====== Materials provided
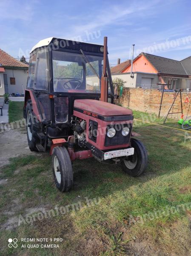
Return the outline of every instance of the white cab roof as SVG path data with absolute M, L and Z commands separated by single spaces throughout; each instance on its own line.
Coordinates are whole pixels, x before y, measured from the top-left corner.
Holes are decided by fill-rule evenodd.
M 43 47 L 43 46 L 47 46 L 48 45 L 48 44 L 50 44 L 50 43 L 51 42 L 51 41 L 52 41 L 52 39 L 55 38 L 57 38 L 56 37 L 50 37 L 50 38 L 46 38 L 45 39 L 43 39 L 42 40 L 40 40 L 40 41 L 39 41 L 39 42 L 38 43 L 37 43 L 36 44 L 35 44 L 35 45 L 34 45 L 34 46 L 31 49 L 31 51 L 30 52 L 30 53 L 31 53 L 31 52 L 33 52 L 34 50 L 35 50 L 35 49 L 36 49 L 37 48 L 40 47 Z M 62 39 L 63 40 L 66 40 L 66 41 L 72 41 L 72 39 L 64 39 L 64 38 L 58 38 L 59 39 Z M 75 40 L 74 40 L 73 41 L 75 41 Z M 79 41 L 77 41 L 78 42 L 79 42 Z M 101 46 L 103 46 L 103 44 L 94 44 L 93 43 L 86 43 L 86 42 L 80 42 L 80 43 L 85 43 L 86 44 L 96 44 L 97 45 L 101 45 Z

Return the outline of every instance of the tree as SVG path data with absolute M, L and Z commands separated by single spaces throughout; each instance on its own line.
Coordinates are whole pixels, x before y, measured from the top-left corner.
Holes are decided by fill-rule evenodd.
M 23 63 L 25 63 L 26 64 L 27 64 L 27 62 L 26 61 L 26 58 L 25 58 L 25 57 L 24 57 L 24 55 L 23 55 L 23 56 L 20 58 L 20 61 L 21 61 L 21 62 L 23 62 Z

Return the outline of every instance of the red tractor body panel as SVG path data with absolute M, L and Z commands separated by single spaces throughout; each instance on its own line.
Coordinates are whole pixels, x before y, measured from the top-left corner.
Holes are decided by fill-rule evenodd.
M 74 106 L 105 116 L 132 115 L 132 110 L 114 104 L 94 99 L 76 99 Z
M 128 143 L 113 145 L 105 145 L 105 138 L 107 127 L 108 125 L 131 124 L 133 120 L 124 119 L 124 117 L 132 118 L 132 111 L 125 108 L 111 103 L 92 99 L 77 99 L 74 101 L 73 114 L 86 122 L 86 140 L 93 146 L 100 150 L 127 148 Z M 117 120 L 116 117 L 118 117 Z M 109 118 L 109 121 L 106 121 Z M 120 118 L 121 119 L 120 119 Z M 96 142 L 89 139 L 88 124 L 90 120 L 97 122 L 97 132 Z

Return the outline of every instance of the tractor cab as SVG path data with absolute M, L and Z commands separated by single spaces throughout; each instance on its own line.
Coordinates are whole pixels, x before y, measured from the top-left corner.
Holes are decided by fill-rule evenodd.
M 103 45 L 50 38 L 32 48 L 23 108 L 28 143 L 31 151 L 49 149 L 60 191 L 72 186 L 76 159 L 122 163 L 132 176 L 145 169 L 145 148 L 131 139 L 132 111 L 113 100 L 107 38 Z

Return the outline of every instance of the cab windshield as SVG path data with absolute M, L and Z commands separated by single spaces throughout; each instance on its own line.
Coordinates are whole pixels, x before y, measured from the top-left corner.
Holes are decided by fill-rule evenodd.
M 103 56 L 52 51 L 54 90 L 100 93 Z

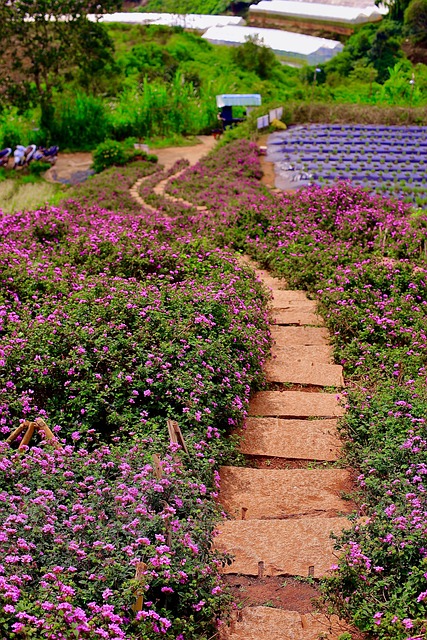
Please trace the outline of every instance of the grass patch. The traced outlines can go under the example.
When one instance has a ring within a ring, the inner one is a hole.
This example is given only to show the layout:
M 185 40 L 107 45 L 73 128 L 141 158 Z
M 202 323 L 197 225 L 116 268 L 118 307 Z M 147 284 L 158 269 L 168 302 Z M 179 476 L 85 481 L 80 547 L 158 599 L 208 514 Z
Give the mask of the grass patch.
============
Leave out the pictures and copy every record above exactly.

Return the outline of every instance of the white cab roof as SVG path data with absolute M, L and Z commands separated by single spaces throughout; each instance on its own line.
Coordinates are whole pixels, x before y, measured from the top-left corner.
Holes are decided by fill-rule evenodd.
M 43 47 L 43 46 L 47 46 L 48 45 L 48 44 L 50 44 L 50 43 L 51 42 L 51 41 L 52 41 L 52 39 L 55 38 L 57 38 L 56 37 L 50 37 L 50 38 L 46 38 L 45 39 L 43 39 L 42 40 L 40 40 L 40 41 L 39 41 L 39 42 L 38 43 L 37 43 L 36 44 L 35 44 L 35 45 L 34 45 L 34 46 L 31 49 L 31 51 L 30 52 L 30 53 L 31 53 L 31 52 L 33 52 L 34 50 L 35 50 L 35 49 L 36 49 L 37 48 L 40 47 Z M 62 39 L 63 40 L 66 40 L 66 41 L 72 41 L 72 39 L 64 39 L 64 38 L 58 38 L 59 39 Z M 75 40 L 74 40 L 73 41 L 75 41 Z M 79 41 L 77 41 L 78 42 L 79 42 Z M 101 46 L 103 46 L 103 44 L 94 44 L 93 43 L 86 43 L 86 42 L 80 42 L 80 43 L 85 43 L 86 44 L 96 44 L 97 45 L 101 45 Z

Return the outline of every instance of the tree as SVG path data with absolute M, L and Z commands separated by single spaces throughout; each instance on its own line.
Coordinates are whole pixels, x before y, measured from the top-left corner.
Holes are decided by fill-rule evenodd.
M 23 63 L 25 63 L 26 64 L 27 64 L 27 62 L 26 61 L 26 58 L 25 58 L 25 57 L 24 57 L 24 55 L 23 55 L 23 56 L 20 58 L 20 61 L 21 61 L 21 62 L 23 62 Z

Return the outline of every instance of the red tractor body panel as SVG path data with absolute M, L and Z commands separated by single spaces throughout; each instance on its own line.
Coordinates are whole pixels, x before y, measured from the top-left corner.
Holes are decided by fill-rule evenodd.
M 74 106 L 105 116 L 132 115 L 132 110 L 114 104 L 94 99 L 76 99 Z
M 128 143 L 113 145 L 105 145 L 105 138 L 107 127 L 108 125 L 131 124 L 133 120 L 124 119 L 124 117 L 132 118 L 132 111 L 125 108 L 111 103 L 92 99 L 77 99 L 74 101 L 73 114 L 86 122 L 86 140 L 93 146 L 100 150 L 127 148 Z M 117 120 L 116 117 L 118 117 Z M 109 118 L 109 121 L 106 121 Z M 120 118 L 121 119 L 120 119 Z M 96 142 L 89 139 L 88 124 L 90 120 L 97 122 L 97 132 Z

Return the outline of every instance of the tractor cab as SVG path data with absolute M, L and Z commands separated by single spaces throughout; each instance on its own line.
Coordinates are whole pixels, x before y, measured from the top-left corner.
Holes are decided by fill-rule evenodd.
M 103 45 L 50 38 L 32 48 L 23 108 L 28 143 L 31 151 L 49 149 L 60 191 L 72 186 L 76 159 L 122 163 L 132 176 L 145 169 L 145 148 L 131 139 L 132 111 L 113 100 L 107 38 Z

Return the outline of every instance of the cab windshield as SVG path data with absolute M, L and Z commands separated by single spaces throughout; each instance on its own line.
Coordinates are whole pixels, x before y, measured from the top-left corner.
Holes are decided by fill-rule evenodd.
M 103 56 L 52 51 L 54 90 L 100 93 Z

Please trace the outline of every instance of the grass patch. The traced outlines can go under the example.
When one instance has a ring within a ring, the inner one is a hole.
This example is given only to show the layout:
M 185 40 L 107 45 L 73 128 L 141 158 Z
M 202 323 L 197 225 L 116 268 L 118 307 Z M 147 284 L 158 269 L 168 302 Z M 179 476 L 85 481 L 80 547 L 158 599 L 208 514 Z
Give the mask of the grass patch.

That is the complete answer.